> [TEKS]
Unit Kompos Kelor, unit ini didirikan bertujuan untuk antara lain, 1) mengurangi limbah yang dibuang ke sungai Citarik, 2) basis untuk penerapan pertanian organik sebagai upaya pengurangan residu pupuk kimia dan pestisida yang digunakan para petani lokal, 3) unit bisnis koperasi Wanadri
Dari Kompos Kelor, tim bergerak menuju basecamp KW untuk makan siang. Setelah makan siang meninjau Kp. Cimulu. Disana diskusi fokus pada sedimentasi yang masuk ke sungai akibat bukaan lahan di Cigumentong. Tim ditemani Polhut Kepala Resort Kareumbi Barat, Pak Nana Yutriana. Titik ini dapat menjadi demplot percontohan program penataan ekoriparian. Yaitu menata sempadan agar pertanian hortikultura yang dilakukan masyarakat (komoditi tomat, cabe dan kol dengan menggunakan mulsa plastik) tidak menyebabkan laju sedimentasi bertambah tinggi.

> [INFORMASI HASIL EKSTRAKSI]
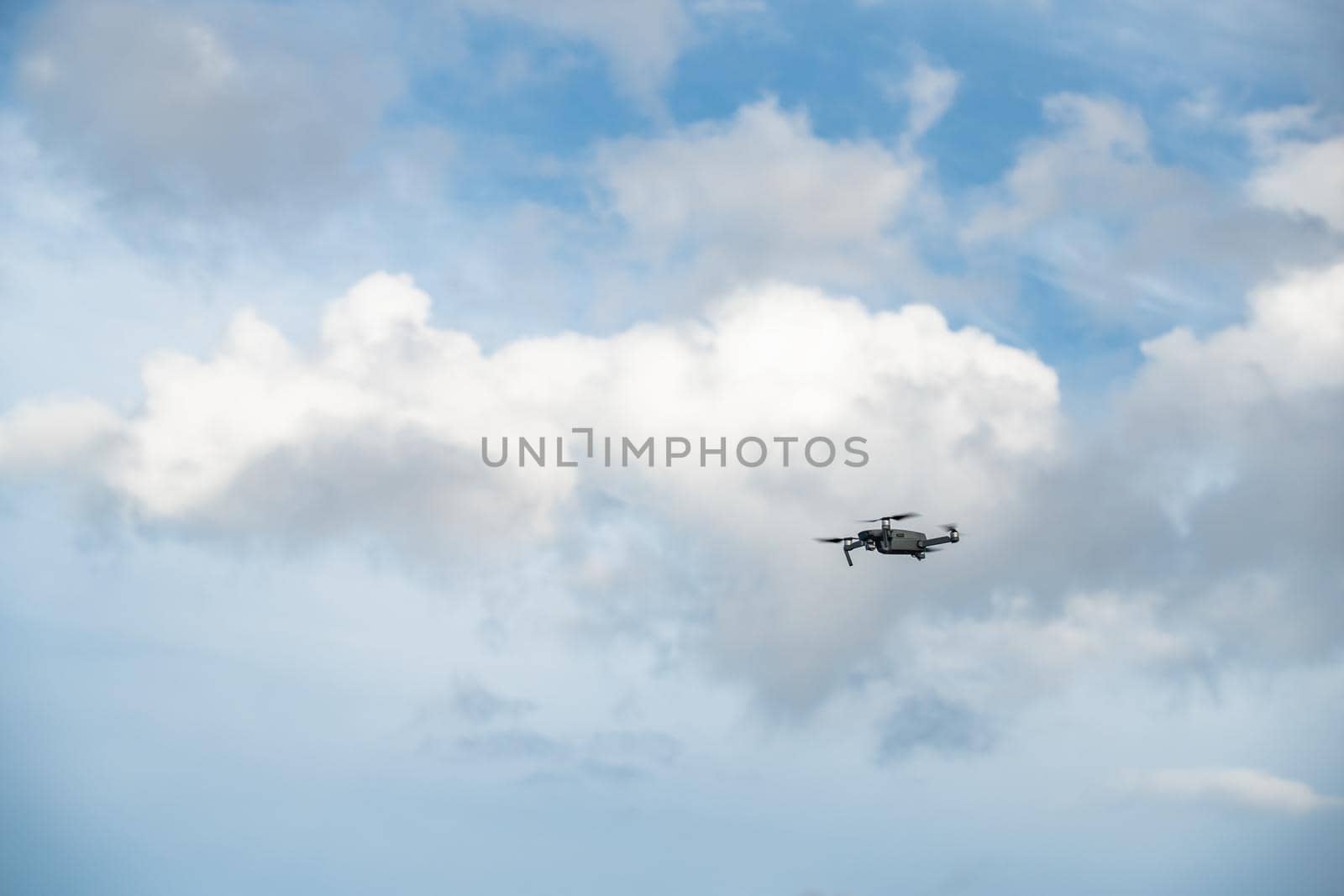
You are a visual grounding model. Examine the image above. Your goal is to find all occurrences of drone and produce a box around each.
[817,513,961,565]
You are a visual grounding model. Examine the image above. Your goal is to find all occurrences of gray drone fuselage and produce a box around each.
[816,513,961,565]
[858,529,927,553]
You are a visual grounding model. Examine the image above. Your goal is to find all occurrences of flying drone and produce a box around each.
[817,513,961,565]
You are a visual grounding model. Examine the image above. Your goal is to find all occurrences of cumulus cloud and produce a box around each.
[0,265,1058,701]
[1124,768,1344,814]
[594,97,919,277]
[18,2,401,207]
[8,258,1344,715]
[1245,106,1344,233]
[961,94,1340,331]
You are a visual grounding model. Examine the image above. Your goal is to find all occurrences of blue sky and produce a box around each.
[0,0,1344,896]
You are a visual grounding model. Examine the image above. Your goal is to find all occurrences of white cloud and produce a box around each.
[1250,136,1344,233]
[3,274,1057,537]
[18,2,401,207]
[959,94,1340,322]
[1122,768,1344,814]
[452,0,690,105]
[0,268,1058,704]
[596,98,919,271]
[900,60,961,139]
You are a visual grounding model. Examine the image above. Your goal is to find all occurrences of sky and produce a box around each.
[0,0,1344,896]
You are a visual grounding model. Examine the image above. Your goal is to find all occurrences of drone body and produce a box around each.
[817,513,961,565]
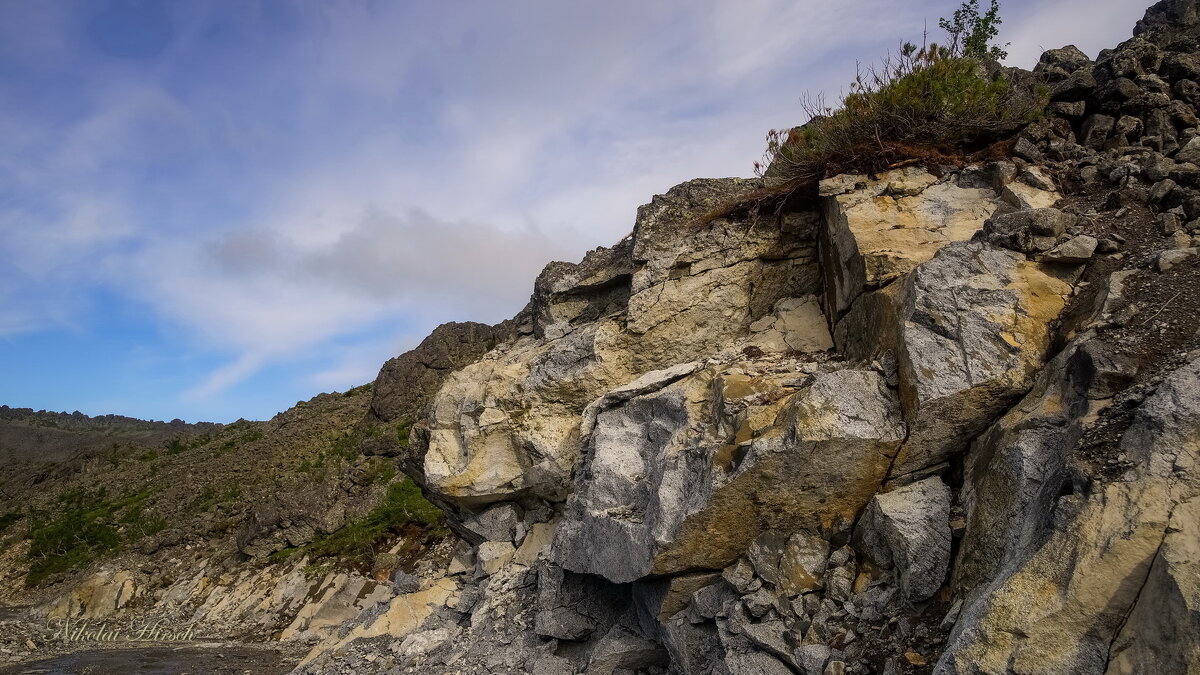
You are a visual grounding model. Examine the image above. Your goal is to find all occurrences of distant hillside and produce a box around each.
[0,406,223,464]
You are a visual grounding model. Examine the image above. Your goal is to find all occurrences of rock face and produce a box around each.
[418,179,830,508]
[857,477,952,602]
[821,167,1000,317]
[554,369,904,583]
[28,0,1200,675]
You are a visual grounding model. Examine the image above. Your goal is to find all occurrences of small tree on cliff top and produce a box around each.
[756,0,1045,190]
[937,0,1008,61]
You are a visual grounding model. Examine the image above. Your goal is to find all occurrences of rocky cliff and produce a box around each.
[301,0,1200,675]
[7,0,1200,675]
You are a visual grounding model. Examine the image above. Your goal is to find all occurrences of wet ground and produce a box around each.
[0,644,296,675]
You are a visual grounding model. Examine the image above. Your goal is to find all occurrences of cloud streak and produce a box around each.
[0,0,1140,418]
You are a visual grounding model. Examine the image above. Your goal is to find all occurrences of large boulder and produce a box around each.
[412,179,832,509]
[935,360,1200,674]
[821,167,998,317]
[856,476,950,602]
[554,368,905,583]
[834,241,1072,479]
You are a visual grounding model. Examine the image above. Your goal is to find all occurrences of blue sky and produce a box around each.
[0,0,1145,422]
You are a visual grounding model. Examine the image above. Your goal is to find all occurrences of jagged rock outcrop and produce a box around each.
[21,0,1200,675]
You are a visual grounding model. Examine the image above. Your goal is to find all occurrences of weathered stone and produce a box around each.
[534,565,631,640]
[822,167,996,316]
[854,477,950,602]
[1079,114,1116,150]
[937,362,1200,674]
[554,370,904,583]
[1174,136,1200,165]
[586,626,668,675]
[983,209,1075,253]
[750,295,833,353]
[1000,181,1060,209]
[476,542,516,575]
[463,502,521,542]
[1037,234,1099,264]
[1154,249,1200,271]
[1106,498,1200,675]
[835,241,1070,477]
[1033,44,1092,73]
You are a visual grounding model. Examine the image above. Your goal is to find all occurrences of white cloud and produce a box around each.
[0,0,1140,399]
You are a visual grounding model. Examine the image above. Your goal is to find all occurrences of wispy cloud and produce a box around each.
[0,0,1140,417]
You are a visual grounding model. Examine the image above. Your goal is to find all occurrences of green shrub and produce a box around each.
[307,478,446,561]
[756,0,1046,187]
[25,488,167,586]
[0,510,22,534]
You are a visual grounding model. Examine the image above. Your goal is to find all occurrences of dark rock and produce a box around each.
[1050,101,1087,119]
[1033,44,1092,73]
[1079,114,1116,150]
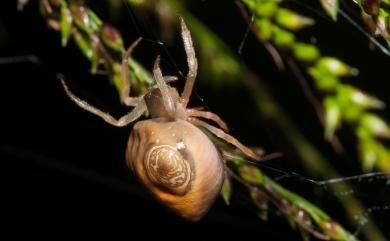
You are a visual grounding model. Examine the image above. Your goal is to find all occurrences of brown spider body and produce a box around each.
[62,19,259,221]
[126,118,224,221]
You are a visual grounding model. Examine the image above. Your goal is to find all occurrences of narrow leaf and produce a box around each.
[61,1,72,46]
[321,0,339,21]
[221,172,232,206]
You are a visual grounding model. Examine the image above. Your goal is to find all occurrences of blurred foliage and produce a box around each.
[243,0,390,172]
[24,0,390,241]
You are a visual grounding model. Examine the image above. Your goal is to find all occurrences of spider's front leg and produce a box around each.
[188,117,261,160]
[180,18,198,108]
[61,80,146,127]
[186,108,229,131]
[120,38,142,106]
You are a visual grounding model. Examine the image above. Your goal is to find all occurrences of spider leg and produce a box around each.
[187,109,229,131]
[180,18,198,108]
[121,38,142,106]
[61,80,146,127]
[188,118,260,160]
[153,56,175,113]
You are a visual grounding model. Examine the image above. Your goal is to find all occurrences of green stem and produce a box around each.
[245,72,387,241]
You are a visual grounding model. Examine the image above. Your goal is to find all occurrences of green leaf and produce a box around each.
[239,165,264,185]
[70,4,103,34]
[254,1,279,18]
[324,97,341,140]
[360,114,390,138]
[307,66,340,92]
[293,43,320,62]
[361,0,380,16]
[60,1,72,46]
[275,8,315,31]
[321,0,339,21]
[272,25,295,48]
[255,18,272,40]
[358,138,378,172]
[221,173,232,206]
[317,57,359,76]
[100,24,125,53]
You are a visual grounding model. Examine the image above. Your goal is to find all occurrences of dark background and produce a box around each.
[0,1,390,240]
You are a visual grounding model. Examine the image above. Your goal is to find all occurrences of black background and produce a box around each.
[0,1,390,240]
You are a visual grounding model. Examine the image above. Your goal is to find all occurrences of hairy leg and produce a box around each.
[180,18,198,108]
[61,80,146,127]
[153,56,175,113]
[187,109,229,131]
[121,38,142,106]
[188,117,260,160]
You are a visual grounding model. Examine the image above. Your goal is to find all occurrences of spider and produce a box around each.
[62,18,260,221]
[61,18,260,160]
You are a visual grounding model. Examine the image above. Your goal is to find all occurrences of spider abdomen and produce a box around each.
[126,118,224,221]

> [TUJUAN LATIHAN] Sebutkan semua tujuan pendirian Unit Kompos Kelor yang tercantum dalam teks. Data ini berdiri sendiri dan tidak berhubungan dengan teks.

> [HASIL AKHIR]
1) Mengurangi limbah yang dibuang ke sungai Citarik.
2) Menjadi basis untuk penerapan pertanian organik sebagai upaya pengurangan residu pupuk kimia dan pestisida yang digunakan para petani lokal.
3) Menjadi unit bisnis koperasi Wanadri.